■ QUOTED PASSAGE ■
Captain Marvel’s mohawk costume is the result of a comic creator’s bet

Marvel Studios

Captain Marvel’s iconic red, blue and gold costume is on full display in the new trailer for her upcoming stand-alone Marvel Cinematic Universe debut, which finds Carol Danvers searching for her origins, fighting intergalactic battles against the Skrulls, and preparing the universe for whatever the heck is happening in Avengers 4. But we also get a glimpse of her pre-hero threads: a green suit that with a blink-on/blink-off mohawk helmet.

The flight-suit inspired look, and the accompanying mohawk that has the internet buzzing over Brie Larson’s on-screen translation, might not exist at all if not for a dumb bet that writer Kelly Sue DeConnick made with artist Jamie McKelvie.

You see, when Carol Danvers became Captain Marvel in the comics, it wasn’t her first time as a superhero. She’d already been doing the saving the world gig for years, under a few different names — but mostly as Ms. Marvel. Her Ms. Marvel outfit was basically a swimsuit, thigh-high boots and a sash, not really the look the new series was going for.

Carol as Ms. Marvel in 2009.
Sana Takeda/Marvel Comics

DeConnick is the writer who forged Carol’s relaunch as Captain Marvel, which drove the character to a new prominence among Marvel fans and likely inspired a lot of the movie. She told Polygon that getting the right costume design was not an easy process, because Carol and the Captain Marvel name just didn’t have the cachet they do now.

Basically, there wasn’t a lot of money to spend on “pre-production.”

“So [editor Steve Wacker] sent some designs that were done in-house and I did not love them. And I was like, ‘Can we get Jamie McKelvie to do this?’ And he was like, ‘No, we don’t have the budget for it.’”

McKelvie (The Wicked + The Divine, Young Avengers) is a comics artist whose work is characterized not just by his draftsmanship but by a keen eye for contemporary fashion and design, an important tool in defining a character for the audience even when they’re not in a superhero costume. At the time, he was also a regular contributor to Project Rooftop, a blog created by comics industry folks as “a catalyst to improve costume design in the industry.”

So there were very good reasons for DeConnick to want him to design for Carol.

“I like to say I’m good at taking no for an answer, but I’m really not,” DeConnick told Polygon. “And so I kinda kept pushing for it. And Steve was like, ‘No. But you know ... if Jamie were to do a redesign ... just on his own, and you were to happen to come upon it and send it to me ... I might be able to get Marvel to pay for it.’

“And so I called Jamie and was like, ‘All right, I want you to make a bet with me. I bet if you do a Carol Danvers redesign for Captain Marvel that Marvel will buy the design from you. And if I win this bet, then I get a redesign and you get paid. And if I lose this bet, I will pay for the redesign.’”

■ SUPPLIED MATERIAL ■
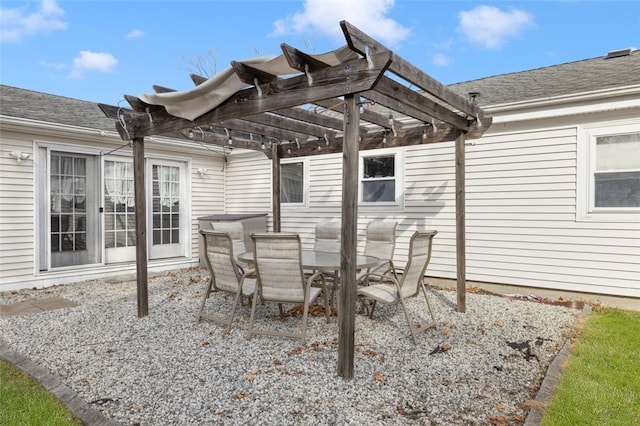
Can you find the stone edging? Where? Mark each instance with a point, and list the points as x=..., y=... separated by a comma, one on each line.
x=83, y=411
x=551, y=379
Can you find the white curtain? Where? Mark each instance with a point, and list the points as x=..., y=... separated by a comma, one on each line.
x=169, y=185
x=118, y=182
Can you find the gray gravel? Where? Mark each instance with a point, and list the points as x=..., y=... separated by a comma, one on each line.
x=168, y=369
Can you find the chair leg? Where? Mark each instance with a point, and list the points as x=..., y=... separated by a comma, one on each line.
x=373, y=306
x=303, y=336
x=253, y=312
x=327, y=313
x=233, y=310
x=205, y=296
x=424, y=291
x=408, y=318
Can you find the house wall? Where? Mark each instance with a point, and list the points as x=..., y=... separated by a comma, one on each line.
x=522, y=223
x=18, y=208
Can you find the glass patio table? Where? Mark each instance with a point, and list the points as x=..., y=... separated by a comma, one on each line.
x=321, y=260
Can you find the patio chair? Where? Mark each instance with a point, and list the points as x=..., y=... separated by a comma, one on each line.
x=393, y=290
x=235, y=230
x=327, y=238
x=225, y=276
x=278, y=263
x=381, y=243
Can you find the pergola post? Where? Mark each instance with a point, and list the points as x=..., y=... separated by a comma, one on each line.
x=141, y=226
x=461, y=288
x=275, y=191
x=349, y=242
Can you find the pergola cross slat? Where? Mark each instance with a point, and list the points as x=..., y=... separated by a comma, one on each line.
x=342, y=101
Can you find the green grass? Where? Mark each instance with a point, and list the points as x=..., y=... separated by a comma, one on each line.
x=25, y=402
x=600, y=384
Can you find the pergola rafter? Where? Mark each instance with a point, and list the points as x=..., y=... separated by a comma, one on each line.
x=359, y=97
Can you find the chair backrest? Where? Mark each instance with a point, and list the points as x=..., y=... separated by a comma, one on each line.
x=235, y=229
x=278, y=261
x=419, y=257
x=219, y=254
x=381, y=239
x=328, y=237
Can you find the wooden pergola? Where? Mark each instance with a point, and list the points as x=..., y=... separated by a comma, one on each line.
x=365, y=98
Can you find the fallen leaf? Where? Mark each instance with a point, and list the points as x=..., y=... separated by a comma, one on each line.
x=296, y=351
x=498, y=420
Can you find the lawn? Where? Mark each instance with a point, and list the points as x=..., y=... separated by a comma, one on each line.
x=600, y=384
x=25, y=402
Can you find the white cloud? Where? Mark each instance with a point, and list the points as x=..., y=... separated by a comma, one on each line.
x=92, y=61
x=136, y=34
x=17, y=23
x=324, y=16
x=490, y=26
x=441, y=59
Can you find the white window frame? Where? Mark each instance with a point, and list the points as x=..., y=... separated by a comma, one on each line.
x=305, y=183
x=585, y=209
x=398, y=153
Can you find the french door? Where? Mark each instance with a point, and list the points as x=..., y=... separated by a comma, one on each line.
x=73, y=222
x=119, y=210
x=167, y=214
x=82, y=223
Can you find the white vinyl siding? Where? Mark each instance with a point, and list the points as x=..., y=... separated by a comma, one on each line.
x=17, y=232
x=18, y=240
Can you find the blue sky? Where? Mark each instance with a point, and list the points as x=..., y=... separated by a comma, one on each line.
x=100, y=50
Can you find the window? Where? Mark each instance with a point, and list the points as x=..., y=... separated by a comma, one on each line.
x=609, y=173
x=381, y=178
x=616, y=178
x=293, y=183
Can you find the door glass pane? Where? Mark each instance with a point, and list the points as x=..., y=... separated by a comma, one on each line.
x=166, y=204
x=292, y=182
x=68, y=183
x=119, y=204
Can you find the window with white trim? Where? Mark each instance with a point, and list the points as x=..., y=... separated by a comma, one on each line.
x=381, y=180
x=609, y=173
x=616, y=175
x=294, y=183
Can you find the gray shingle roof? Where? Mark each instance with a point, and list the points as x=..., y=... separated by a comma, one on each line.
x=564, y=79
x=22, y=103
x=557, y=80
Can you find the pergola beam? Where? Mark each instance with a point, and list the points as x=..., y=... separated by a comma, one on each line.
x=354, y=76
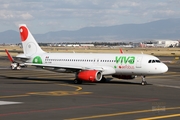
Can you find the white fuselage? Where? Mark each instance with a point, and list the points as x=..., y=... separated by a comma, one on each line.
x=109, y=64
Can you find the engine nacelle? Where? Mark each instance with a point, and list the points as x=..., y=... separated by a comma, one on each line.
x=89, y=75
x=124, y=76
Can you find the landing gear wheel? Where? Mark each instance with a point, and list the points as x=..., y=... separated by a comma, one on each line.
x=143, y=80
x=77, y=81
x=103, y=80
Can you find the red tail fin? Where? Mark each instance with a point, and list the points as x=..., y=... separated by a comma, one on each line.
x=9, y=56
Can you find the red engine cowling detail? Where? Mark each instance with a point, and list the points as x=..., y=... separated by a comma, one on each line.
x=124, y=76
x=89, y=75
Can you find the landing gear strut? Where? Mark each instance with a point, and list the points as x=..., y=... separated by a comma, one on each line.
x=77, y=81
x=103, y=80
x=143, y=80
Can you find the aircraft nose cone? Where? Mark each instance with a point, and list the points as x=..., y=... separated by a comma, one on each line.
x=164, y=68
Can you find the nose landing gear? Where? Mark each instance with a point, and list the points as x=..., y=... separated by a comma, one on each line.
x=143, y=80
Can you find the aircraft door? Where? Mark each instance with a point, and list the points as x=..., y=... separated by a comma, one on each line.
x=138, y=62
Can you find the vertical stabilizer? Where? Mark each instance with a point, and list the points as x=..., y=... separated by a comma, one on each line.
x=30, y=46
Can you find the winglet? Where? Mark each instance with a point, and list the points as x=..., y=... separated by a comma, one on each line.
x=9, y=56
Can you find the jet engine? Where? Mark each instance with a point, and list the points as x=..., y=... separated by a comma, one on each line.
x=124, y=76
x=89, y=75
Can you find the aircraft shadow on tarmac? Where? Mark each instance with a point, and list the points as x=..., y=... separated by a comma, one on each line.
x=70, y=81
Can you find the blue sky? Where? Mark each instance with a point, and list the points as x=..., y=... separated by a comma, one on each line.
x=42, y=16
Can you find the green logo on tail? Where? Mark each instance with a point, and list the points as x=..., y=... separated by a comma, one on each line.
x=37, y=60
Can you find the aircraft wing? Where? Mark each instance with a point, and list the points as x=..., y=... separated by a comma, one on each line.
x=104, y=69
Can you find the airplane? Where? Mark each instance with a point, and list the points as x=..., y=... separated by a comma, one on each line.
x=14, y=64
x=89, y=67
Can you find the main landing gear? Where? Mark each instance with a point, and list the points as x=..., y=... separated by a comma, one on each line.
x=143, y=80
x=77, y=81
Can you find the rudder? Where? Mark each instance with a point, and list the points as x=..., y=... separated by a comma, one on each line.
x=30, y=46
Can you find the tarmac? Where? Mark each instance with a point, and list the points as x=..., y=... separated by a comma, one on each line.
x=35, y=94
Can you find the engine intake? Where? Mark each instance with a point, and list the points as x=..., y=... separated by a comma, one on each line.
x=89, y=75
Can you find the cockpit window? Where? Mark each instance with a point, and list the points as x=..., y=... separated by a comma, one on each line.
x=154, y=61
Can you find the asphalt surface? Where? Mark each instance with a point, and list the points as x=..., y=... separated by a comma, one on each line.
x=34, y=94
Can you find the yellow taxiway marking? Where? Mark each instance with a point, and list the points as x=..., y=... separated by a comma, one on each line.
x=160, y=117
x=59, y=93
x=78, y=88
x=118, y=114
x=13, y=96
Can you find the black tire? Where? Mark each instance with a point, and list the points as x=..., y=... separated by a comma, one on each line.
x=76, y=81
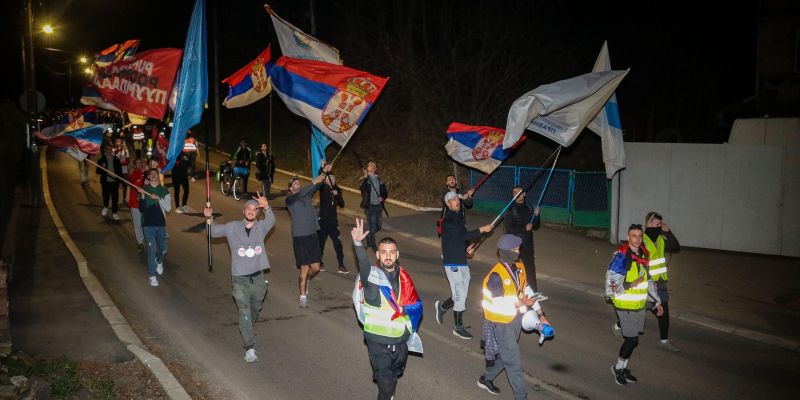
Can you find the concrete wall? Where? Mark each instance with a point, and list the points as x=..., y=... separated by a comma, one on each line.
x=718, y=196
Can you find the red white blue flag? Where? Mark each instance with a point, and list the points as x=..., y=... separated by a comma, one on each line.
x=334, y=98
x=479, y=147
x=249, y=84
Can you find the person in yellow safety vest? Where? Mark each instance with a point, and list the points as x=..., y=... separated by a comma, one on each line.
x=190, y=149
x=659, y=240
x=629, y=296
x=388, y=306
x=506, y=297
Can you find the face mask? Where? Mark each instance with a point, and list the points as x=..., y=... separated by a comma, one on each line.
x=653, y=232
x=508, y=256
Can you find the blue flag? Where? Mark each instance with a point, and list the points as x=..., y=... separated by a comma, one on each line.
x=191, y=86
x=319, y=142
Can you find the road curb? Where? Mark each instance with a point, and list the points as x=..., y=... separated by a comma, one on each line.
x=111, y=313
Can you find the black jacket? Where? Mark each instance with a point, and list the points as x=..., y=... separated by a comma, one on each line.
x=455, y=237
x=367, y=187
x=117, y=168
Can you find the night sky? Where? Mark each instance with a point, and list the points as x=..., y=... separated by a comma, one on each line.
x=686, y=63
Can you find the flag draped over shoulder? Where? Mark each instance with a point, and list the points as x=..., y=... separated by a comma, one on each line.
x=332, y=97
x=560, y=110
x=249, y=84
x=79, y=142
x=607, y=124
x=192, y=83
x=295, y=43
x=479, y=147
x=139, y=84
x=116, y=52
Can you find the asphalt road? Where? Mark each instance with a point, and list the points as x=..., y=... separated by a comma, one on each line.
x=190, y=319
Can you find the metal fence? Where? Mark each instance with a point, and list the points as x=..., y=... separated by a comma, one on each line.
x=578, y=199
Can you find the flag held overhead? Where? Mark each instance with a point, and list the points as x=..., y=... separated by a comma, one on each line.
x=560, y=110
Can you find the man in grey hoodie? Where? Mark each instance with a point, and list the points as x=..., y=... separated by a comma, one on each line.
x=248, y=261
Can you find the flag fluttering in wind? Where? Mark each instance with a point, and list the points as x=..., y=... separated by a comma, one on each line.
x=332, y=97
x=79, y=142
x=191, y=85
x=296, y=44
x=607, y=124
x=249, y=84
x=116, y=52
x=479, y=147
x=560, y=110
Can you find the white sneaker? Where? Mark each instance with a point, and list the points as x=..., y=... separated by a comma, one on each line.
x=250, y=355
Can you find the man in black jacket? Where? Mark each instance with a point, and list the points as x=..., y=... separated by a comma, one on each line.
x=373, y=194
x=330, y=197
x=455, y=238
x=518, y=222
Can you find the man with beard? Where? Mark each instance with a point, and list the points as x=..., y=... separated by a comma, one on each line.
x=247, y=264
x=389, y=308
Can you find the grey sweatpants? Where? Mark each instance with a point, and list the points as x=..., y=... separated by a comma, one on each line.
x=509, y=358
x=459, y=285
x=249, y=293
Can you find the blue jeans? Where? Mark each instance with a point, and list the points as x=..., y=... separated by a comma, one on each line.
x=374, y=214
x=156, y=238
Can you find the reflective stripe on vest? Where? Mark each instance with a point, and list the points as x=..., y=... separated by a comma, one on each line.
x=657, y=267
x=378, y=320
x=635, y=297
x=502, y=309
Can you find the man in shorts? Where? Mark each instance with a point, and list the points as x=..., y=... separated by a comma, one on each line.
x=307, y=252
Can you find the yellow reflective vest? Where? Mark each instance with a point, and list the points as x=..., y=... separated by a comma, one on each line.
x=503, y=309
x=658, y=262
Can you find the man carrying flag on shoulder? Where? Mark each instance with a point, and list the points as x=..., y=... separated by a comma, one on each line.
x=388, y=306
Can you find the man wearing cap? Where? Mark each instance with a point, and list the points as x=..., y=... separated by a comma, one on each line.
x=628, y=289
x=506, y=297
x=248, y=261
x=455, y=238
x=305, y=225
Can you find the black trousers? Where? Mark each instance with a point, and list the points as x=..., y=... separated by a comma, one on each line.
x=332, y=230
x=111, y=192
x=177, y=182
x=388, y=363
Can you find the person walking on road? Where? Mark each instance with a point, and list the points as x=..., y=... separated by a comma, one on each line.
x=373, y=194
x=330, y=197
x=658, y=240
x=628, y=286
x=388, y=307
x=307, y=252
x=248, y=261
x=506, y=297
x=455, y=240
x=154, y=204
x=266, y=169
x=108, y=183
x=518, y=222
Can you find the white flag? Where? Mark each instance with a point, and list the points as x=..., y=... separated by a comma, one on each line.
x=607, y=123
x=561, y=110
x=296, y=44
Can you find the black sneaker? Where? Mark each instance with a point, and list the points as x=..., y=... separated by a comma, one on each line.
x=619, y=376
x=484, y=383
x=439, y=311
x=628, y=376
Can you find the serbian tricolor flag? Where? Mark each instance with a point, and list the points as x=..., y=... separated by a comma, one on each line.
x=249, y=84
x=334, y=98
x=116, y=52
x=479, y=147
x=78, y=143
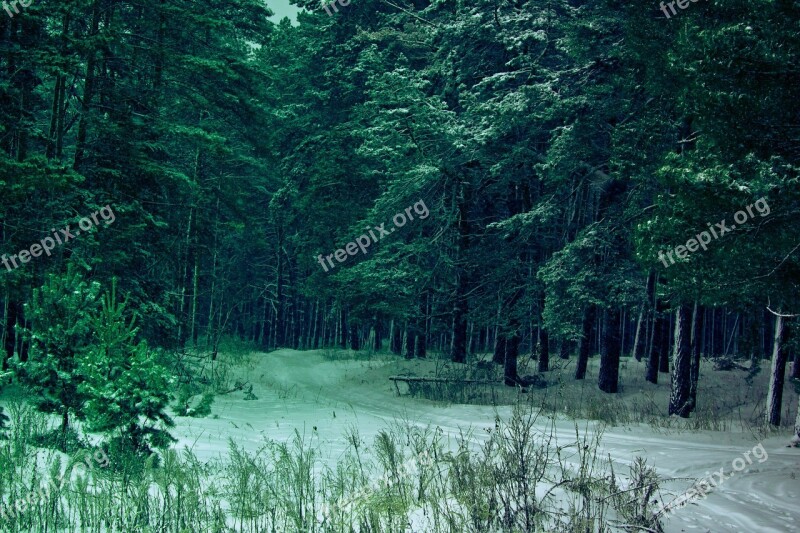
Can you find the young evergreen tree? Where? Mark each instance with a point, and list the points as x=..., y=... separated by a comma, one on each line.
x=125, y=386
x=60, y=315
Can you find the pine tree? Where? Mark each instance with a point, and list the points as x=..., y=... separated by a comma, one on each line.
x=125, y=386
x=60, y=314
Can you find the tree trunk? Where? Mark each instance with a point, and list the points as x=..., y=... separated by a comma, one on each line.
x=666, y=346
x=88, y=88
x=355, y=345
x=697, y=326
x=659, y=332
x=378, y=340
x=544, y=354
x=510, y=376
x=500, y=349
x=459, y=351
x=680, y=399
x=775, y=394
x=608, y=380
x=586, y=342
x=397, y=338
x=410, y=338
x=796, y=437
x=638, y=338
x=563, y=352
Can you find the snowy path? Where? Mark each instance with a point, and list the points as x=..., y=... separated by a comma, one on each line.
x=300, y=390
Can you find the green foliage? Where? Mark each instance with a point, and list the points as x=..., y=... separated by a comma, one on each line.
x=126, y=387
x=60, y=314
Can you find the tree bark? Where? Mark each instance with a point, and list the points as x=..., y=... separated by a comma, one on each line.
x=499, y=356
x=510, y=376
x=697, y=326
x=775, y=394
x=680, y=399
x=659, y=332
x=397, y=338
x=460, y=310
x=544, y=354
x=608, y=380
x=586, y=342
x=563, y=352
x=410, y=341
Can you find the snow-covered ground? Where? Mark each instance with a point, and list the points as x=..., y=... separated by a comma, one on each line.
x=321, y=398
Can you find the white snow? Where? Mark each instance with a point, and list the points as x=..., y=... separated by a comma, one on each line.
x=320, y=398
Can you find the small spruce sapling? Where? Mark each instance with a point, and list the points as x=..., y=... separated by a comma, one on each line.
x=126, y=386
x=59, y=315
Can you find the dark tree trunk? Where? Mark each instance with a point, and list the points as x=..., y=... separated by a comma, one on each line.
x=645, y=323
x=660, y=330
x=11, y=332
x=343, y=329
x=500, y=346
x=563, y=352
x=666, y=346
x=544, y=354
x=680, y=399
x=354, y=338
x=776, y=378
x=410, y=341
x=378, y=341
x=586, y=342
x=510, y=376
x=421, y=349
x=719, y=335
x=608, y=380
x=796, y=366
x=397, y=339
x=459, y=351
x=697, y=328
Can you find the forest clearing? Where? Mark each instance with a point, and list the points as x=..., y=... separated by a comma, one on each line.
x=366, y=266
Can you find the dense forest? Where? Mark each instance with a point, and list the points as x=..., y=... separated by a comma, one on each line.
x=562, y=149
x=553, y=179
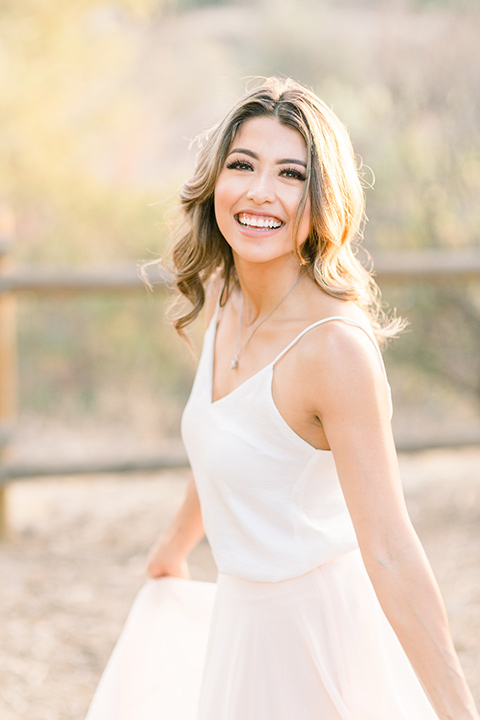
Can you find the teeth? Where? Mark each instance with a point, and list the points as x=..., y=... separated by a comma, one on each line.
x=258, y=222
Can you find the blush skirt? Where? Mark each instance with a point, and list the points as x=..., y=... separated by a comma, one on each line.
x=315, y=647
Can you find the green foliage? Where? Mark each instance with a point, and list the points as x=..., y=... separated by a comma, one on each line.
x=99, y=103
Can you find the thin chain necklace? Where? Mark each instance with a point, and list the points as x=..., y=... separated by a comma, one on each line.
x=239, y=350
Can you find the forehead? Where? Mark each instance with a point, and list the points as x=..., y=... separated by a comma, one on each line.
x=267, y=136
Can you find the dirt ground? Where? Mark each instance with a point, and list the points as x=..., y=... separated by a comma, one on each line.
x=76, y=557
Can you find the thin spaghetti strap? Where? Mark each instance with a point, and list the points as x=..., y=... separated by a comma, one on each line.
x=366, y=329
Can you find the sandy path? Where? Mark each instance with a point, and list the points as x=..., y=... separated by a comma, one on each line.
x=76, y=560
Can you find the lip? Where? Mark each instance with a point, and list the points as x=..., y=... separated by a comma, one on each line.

■ EXERCISE DETAILS ■
In the article on the Captain Marvel costume, what reason did editor Steve Wacker first give for refusing to have Jamie McKelvie do the design? The data have no connection to the article.

■ FULL RESPONSE ■
He said they did not have the budget for it.